### Source document:
Critical Realism (Bhaskar)
Overview
Critical realism posits a stratified ontology: the real (structures and mechanisms that exist whether or not they are activated), the actual (events that occur when mechanisms are activated), and the empirical (events that are observed or experienced). Research must move beyond empirical regularities to identify the generative mechanisms that produce observed phenomena.
When to Use
- Moving beyond correlational findings to causal explanation
- Designing mixed-methods research that integrates structure and agency
- Analyzing why the same mechanism produces different outcomes in different contexts
- Critiquing positivist or constructivist approaches as ontologically insufficient
When NOT to Use
- When pure prediction without causal understanding is sufficient
- When the research question is about subjective meaning-making only (use interpretivism)
- When the audience requires strict hypothesis-deductive methodology
Assumptions
IRON LAW: Observable events (empirical) are a SUBSET of what happens
(actual), which is a SUBSET of what exists (real) — research must go
beyond correlations to identify underlying generative mechanisms.
Key assumptions:
- Reality exists independently of our knowledge of it (ontological realism)
- Our knowledge of reality is always fallible and theory-laden (epistemological relativism)

### Information shown:
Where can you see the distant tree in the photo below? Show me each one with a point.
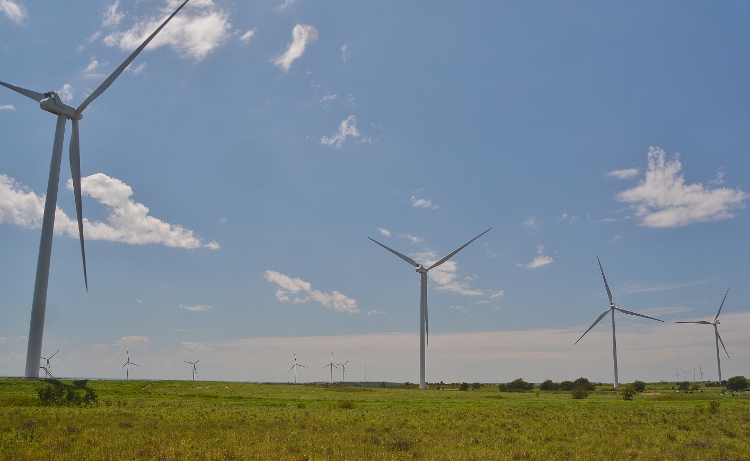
(737, 383)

### Work instruction A:
Set down the part of the critical realism text that begins at the words "When to Use" and ends after the words "only (use interpretivism)".
### Work instruction B:
Translate this sentence from the critical realism text into Spanish: "Research must move beyond empirical regularities to identify the generative mechanisms that produce observed phenomena."
The lines are separate material from the critical realism text.

### Answer space A:
When to Use
- Moving beyond correlational findings to causal explanation
- Designing mixed-methods research that integrates structure and agency
- Analyzing why the same mechanism produces different outcomes in different contexts
- Critiquing positivist or constructivist approaches as ontologically insufficient
When NOT to Use
- When pure prediction without causal understanding is sufficient
- When the research question is about subjective meaning-making only (use interpretivism)

### Answer space B:
La investigación debe ir más allá de las regularidades empíricas para identificar los mecanismos generativos que producen los fenómenos observados.